- [TEKS HASIL EKSTRAKSI]

• • • •

Proses kelulusan pun malah menjadikan anak didik phobia. Proses kelulusan dan UN bagai momok menakutkan. Kelulusan kerap ditempuh dengan jalan menjauhi nilai kejujuran. Belum lagi sengkatut PSB Online.

Lebih jauh lagi, tengok out put hasil pendidikan ke belakang: narkoba, seks bebas, aborsi, tawuran, genk motor. Tercecer data di media menyoal lonjakan kasus terkait yang dialami generasi bangsa ini.

Kini sekolah mau dibuat 8 jam sehari? Ini pelajar atau buruh? Bagaimana psikologis dan waktu bermain untuk anak didik.

Sampai kapan sistem pendidikan kita begini? Kapan pendidikan bisa dikembalikan dengan sistem berbasis fitrah manusia? Entah sekeras apa tangis alm Ki Hajar Dewantara.

Sistem yang diletakan olehnya dengan mengacu sistem pendidikan ala Rasulullah, malah diadopsi Finlandia. Kini Finlandia menjadi negara dengan sistem pendidikan terbaik di dunia.

• • • •

- [CATATAN YANG DITAMPILKAN]
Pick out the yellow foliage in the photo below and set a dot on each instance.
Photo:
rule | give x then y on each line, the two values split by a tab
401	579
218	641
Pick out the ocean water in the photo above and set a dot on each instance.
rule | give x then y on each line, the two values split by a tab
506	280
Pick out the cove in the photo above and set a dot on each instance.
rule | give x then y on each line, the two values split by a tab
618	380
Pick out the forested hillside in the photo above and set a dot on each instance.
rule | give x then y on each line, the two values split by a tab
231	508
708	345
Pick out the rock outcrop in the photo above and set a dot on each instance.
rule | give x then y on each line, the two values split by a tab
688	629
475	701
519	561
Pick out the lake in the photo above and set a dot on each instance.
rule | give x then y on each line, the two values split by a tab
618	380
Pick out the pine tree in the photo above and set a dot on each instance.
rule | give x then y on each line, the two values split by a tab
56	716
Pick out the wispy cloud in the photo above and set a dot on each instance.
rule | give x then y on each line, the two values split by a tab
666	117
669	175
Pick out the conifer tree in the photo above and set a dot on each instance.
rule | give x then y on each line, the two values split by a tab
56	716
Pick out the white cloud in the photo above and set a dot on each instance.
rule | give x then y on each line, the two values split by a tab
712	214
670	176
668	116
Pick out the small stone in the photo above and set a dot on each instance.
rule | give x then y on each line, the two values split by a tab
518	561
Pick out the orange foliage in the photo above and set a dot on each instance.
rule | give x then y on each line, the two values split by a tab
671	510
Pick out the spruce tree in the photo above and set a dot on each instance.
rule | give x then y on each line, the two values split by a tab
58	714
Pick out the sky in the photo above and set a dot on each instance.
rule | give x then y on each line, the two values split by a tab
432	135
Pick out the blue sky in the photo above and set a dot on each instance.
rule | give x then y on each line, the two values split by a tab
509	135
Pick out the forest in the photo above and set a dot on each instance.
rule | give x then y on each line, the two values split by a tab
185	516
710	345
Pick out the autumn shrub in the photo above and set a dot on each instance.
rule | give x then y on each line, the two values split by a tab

• • • •

- [TUGAS ANDA] Sebutkan negara yang, menurut teks tentang sistem pendidikan di atas, kini menjadi negara dengan sistem pendidikan terbaik di dunia.

- [JAWABAN BENAR] Finlandia.